# [Set exercise]
Switch each "one pin per instance" in the rows below to "one pin per item", and return every line with nothing else changed.

** START **

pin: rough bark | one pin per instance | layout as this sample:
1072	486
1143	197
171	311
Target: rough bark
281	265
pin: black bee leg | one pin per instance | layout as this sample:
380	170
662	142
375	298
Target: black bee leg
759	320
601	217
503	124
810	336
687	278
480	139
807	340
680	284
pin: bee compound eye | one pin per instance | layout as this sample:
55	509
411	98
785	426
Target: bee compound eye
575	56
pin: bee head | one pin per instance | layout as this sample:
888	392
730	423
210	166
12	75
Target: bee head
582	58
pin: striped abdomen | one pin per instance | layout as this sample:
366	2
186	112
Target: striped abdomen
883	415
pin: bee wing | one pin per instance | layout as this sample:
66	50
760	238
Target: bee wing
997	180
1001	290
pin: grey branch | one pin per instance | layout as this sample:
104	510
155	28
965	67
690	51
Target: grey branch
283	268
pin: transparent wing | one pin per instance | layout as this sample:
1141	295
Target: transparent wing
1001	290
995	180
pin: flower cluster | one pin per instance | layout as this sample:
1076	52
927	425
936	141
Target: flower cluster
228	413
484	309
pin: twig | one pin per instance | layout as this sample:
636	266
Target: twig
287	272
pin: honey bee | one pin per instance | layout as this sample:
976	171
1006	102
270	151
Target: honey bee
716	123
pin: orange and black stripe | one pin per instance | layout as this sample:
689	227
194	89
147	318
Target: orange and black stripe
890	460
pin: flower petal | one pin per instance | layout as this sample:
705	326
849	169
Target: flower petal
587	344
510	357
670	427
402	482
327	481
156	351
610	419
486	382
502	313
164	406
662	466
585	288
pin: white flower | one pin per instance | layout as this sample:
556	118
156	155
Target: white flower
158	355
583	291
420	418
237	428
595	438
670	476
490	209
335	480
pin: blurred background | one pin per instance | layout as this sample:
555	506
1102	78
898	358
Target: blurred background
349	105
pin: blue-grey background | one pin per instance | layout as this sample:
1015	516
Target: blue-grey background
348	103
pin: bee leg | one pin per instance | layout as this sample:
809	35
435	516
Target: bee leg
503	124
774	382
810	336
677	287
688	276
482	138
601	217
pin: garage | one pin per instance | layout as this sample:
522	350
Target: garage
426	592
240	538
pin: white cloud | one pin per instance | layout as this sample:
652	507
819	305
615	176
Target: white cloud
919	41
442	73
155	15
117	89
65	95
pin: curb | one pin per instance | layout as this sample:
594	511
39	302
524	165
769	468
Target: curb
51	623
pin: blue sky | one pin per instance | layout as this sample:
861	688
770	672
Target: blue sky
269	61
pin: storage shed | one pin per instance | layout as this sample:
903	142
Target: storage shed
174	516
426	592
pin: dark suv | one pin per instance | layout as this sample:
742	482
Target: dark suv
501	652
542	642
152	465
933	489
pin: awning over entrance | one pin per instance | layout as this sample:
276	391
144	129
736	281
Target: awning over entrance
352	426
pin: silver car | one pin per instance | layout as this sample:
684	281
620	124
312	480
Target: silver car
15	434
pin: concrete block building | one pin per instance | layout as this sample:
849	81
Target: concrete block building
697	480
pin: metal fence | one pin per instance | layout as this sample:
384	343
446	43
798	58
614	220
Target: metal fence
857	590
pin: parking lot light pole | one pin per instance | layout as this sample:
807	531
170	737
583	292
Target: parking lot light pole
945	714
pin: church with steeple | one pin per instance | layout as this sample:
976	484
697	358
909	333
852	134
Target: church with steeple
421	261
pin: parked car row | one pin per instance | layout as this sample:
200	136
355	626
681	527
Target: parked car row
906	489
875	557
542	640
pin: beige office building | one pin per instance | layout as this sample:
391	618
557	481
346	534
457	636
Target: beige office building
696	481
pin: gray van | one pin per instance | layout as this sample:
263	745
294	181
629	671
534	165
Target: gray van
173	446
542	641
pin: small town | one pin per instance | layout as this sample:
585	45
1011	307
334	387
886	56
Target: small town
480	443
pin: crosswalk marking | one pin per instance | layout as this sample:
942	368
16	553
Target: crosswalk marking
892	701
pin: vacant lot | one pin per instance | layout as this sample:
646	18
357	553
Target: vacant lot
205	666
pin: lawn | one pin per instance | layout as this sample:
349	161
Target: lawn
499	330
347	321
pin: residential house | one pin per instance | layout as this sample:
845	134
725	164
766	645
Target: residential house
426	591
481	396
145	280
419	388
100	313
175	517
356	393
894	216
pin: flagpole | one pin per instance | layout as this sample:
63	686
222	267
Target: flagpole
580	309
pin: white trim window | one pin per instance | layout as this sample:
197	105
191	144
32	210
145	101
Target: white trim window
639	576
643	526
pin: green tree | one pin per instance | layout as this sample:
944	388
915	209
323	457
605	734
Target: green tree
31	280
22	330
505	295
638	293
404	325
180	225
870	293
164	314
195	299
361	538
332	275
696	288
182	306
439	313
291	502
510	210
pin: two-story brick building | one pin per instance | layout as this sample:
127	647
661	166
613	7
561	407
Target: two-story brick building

** END **

# [Answer to this problem]
pin: rough bark | one pin per item | layout as this sample:
1072	486
1143	197
171	311
Target: rough bark
281	265
pin: black bee leg | one pin per item | layout as this sample:
380	170
662	142
375	298
Target: black bee leg
759	320
601	217
503	124
810	336
687	278
480	139
807	340
680	284
pin: bee compound eye | one pin per item | layout as this sample:
55	509
411	98
785	426
Target: bee compound eye
575	56
pin: bee head | one pin per item | layout as this sample:
888	392
730	423
210	166
12	75
Target: bee head
582	58
pin: striped abdomen | one pin per item | layout as this sample:
366	2
186	112
Target: striped abdomen
883	415
pin: bee wing | one pin per item | layout as this sample:
66	50
760	238
Target: bee wing
997	180
1001	290
pin: grey branch | one pin per item | layout as this sample:
104	510
155	28
965	67
690	51
Target: grey branch
283	268
pin: transparent wing | one pin per item | layout as this sample:
1141	295
Target: transparent wing
1001	290
995	180
pin: flower cluster | one pin per item | layout as this sample:
1076	52
927	425
936	141
Target: flower cluster
228	413
484	309
pin: twig | one pin per item | layout as this sample:
636	266
Target: twig
287	272
pin: honey bee | one pin per item | layout as this sample:
976	171
1006	102
270	151
Target: honey bee
716	123
pin: orange and black stripe | one pin per item | layout as this sample:
689	227
194	89
147	318
Target: orange and black stripe
890	460
pin: flower petal | one pin per item | layout as this sample:
705	326
849	169
Target: flower petal
587	344
510	357
670	427
402	482
327	481
156	351
610	419
486	382
502	313
164	406
662	466
585	288
pin: white flower | one pin per item | layout as this sample:
556	118
156	155
Target: white flower
158	355
583	291
420	418
237	428
595	438
670	476
490	209
335	480
pin: blurred background | one pin per item | layout as this sample:
555	506
1102	78
898	358
Target: blurred background
349	105
pin: blue-grey background | one pin per item | layout as this sample:
1015	516
Target: blue-grey background
348	103
pin: bee leg | one pin per item | layout as this sample:
809	35
435	516
Target: bee leg
503	124
774	382
810	336
677	287
688	276
482	138
601	217
pin: garage | one pin per item | layout as this sample:
522	350
Target: garage
426	592
240	538
pin: white cloud | one pin per item | layout as this sample:
652	507
819	305
615	176
Target: white cloud
919	41
442	73
155	15
117	89
65	95
pin: curb | one pin per item | layout as this sample:
594	511
39	302
524	165
769	468
Target: curb
51	623
pin: blue sky | one pin per item | layout as this sample:
861	688
770	672
Target: blue sky
269	61
pin: storage shed | one pin per item | layout as this sample:
903	142
Target: storage shed
174	516
426	592
pin: dark suv | one pin per item | layout as this sample:
742	482
Target: dark suv
501	652
542	642
152	465
933	489
pin: awning over entrance | one pin per item | layout as this sample:
276	391
144	129
736	281
Target: awning over entrance
352	426
pin: silver car | one pin per item | layout as this sample:
684	281
620	124
312	480
Target: silver car
15	434
pin: concrete block building | one pin per item | layout as this sample:
849	81
Target: concrete block building
697	480
pin: metal fence | one pin per item | layout as this sample:
384	343
446	43
798	58
614	220
Target: metal fence
857	590
pin: parking lot light pole | one pin per item | layout as this sample:
807	531
170	737
583	292
Target: parking lot light pole
945	714
pin: church with steeple | one pin per item | layout as this sample:
976	484
697	358
909	333
852	134
Target: church with steeple
421	261
pin: parked car row | one pin per item | layout as this sample:
200	136
355	626
681	527
Target: parked car row
906	489
875	557
542	640
pin: beige office building | one pin per item | layout as this sample:
391	618
557	481
346	534
457	636
Target: beige office building
696	481
pin: gray van | one pin per item | layout as this sample:
263	745
294	181
629	671
534	165
Target: gray van
173	446
542	641
pin: small town | one pin per item | layout as this sample:
585	45
1011	307
334	387
886	56
Target: small town
480	443
pin: crosswalk marking | one pin per item | layout as this sample:
942	368
16	553
Target: crosswalk marking
892	701
pin: vacant lot | one pin per item | layout as this sample:
646	18
357	553
Target: vacant lot
205	666
pin: lawn | one pin per item | layout as this sample:
349	161
Target: lawn
499	330
347	321
pin: residential house | one pin per item | layout as this sample:
845	134
725	164
766	645
Target: residential house
426	591
481	396
145	280
419	388
100	313
175	517
356	393
894	216
pin: flagpole | one pin per item | layout as this sample:
63	686
222	267
Target: flagpole
580	309
pin: white trim window | one pin per item | layout as this sample:
197	105
191	144
32	210
145	101
Target: white trim window
639	576
643	526
pin: green tree | one pin per item | layout as this sample:
944	388
915	209
323	457
605	734
Target: green tree
31	280
22	330
505	295
638	293
404	325
180	225
870	293
164	314
195	299
361	538
332	275
696	288
182	306
439	313
291	502
510	210
pin: two-story brick building | one pin per item | layout as this sample:
127	647
661	166
613	7
561	407
Target: two-story brick building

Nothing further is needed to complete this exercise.